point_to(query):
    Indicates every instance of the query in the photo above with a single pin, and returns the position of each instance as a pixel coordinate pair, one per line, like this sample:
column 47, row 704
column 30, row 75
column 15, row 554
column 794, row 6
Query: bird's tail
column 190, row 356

------

■ Challenge ■
Copy every row above line for line, with no changes.

■ Result below ■
point_to(query):
    Indicates every instance of the query in the photo above with a single pin, and returns the position of each instance as a pixel coordinate pair, one per line, like this sample:
column 47, row 704
column 30, row 75
column 15, row 554
column 794, row 6
Query: bird's tail
column 190, row 356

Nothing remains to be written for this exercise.